*TASKS AND EXERCISES:*
**A)** According to the page on the Venus canal boat, on what date was the barge numbered 50M bought at the CIE auction?
**B)** Update the part of the page on the Venus canal boat starting with "The barge numbered" and going on through "her in Scarriff.", putting "Killaloe" in place of "Scarriff".

**** SOURCE EXCERPT

The person rowing the boat seldom has time to rock it. - Anonymous

Celebrating Ireland's Floating Heritage

Celebrating Ireland's Floating Heritage

Home arrow Vessels arrow Grand Canal Boats arrow 50M - Venus - GCC Canal Boat - Dublin 1928
50M - Venus - GCC Canal Boat - Dublin 1928 PDF Print E-mail
06 May 2008

Technical Details

Reg Number:
Built By:
Vickers (Ireland) Ltd.
Riveted Steel
61' 6"
13' 2"
62 tons
4' 6"
Killaloe 1928
Bolinder E Type, 15 HP
Home Base:
Church Bay, Lough Derg


The barge numbered 50M (formerly Grand Canal Company and CIE) was bought at the CIE auction on 8 June 1960 by Charles Tottenham, on behalf of himself and his brothers Robert, Geoffrey and Richard. The price was £89.5s.0d. She was christened The Venus. They enlisted the help of Jimmy Dean, a former bargee, and brought her from St James Harbour to Williamstown, Co Clare, between the 14th and 15th of June and then to Scarriff Dock. Dinny Weir, another former bargee, looked after her in Scarriff.

********
**** DATASET ENTRIES

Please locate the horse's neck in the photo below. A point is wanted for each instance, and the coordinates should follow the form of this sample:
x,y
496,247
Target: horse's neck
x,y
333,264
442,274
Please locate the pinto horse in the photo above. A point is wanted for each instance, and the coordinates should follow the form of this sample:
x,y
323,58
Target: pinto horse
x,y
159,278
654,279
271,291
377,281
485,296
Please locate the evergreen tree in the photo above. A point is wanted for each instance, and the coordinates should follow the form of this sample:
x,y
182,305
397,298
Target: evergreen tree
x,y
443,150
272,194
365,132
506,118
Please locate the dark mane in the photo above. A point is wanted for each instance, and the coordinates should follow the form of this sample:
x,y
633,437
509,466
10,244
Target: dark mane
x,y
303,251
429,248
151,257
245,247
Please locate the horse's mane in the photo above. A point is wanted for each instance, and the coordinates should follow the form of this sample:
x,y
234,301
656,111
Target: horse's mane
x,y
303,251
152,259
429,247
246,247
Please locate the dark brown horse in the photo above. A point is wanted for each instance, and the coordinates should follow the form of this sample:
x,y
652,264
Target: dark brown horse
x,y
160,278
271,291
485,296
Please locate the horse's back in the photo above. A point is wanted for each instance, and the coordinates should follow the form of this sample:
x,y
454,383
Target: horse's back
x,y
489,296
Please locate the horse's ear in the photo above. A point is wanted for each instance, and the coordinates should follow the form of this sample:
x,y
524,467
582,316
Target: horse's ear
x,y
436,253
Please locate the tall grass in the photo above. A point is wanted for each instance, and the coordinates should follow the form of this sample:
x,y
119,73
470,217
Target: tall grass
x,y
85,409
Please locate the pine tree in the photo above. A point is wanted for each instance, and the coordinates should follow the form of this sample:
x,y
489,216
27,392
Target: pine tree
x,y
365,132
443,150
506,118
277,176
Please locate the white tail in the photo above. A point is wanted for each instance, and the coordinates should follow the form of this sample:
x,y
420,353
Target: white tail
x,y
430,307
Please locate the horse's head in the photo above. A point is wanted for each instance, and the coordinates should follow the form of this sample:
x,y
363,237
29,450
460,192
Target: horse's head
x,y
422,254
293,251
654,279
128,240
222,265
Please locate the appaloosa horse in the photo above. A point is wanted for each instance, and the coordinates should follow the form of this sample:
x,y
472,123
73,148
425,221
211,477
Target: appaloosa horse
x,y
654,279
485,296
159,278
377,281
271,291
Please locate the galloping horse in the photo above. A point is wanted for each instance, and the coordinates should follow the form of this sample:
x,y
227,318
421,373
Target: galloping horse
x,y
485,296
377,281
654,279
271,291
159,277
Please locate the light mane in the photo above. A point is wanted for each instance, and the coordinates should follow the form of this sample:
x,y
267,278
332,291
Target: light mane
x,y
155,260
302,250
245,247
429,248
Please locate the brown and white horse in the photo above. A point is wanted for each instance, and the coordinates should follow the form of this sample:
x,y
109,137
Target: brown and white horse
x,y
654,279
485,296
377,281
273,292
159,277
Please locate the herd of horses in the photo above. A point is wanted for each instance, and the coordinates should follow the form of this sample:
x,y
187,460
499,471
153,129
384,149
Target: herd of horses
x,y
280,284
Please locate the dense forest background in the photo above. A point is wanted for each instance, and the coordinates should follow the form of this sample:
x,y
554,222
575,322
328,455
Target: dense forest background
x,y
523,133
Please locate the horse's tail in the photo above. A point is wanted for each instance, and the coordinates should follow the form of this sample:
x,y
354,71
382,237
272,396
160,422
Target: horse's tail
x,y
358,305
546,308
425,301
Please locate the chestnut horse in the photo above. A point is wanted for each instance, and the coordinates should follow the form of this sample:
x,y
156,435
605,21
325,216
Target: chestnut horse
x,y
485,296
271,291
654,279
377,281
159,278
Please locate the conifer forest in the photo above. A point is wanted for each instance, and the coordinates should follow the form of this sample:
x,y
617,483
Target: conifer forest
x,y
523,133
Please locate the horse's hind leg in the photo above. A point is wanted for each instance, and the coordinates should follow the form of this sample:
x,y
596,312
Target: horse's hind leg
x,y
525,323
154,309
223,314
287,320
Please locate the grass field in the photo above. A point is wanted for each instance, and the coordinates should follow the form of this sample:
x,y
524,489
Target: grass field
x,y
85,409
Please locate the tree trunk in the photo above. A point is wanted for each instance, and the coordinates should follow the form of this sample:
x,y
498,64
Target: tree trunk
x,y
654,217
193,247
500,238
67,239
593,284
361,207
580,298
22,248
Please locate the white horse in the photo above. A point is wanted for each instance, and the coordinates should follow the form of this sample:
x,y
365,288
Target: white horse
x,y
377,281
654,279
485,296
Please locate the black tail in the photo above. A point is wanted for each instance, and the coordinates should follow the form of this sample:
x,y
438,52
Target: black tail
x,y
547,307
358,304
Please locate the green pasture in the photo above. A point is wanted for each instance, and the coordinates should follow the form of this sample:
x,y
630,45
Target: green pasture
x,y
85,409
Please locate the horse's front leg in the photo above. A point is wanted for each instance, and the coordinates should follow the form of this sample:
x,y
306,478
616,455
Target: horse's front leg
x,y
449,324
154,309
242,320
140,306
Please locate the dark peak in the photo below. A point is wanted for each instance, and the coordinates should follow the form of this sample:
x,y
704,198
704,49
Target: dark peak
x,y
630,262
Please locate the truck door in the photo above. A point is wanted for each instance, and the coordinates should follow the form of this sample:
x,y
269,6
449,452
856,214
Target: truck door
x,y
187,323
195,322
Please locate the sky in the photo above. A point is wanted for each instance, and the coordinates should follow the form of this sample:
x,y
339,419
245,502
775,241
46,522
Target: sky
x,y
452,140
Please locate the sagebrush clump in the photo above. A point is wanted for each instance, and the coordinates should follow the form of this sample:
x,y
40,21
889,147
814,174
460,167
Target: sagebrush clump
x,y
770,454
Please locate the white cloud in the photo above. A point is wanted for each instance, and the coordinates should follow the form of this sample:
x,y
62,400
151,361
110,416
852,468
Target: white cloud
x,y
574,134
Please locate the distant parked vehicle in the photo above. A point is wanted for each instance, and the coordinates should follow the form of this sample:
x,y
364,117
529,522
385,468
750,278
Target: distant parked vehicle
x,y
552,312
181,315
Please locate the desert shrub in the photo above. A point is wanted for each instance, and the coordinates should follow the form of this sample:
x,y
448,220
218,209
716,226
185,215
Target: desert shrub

********

*FULL ANSWERS:*
**A)** 8 June 1960

**B)**
The barge numbered 50M (formerly Grand Canal Company and CIE) was bought at the CIE auction on 8 June 1960 by Charles Tottenham, on behalf of himself and his brothers Robert, Geoffrey and Richard. The price was £89.5s.0d. She was christened The Venus. They enlisted the help of Jimmy Dean, a former bargee, and brought her from St James Harbour to Williamstown, Co Clare, between the 14th and 15th of June and then to Killaloe Dock. Dinny Weir, another former bargee, looked after her in Killaloe.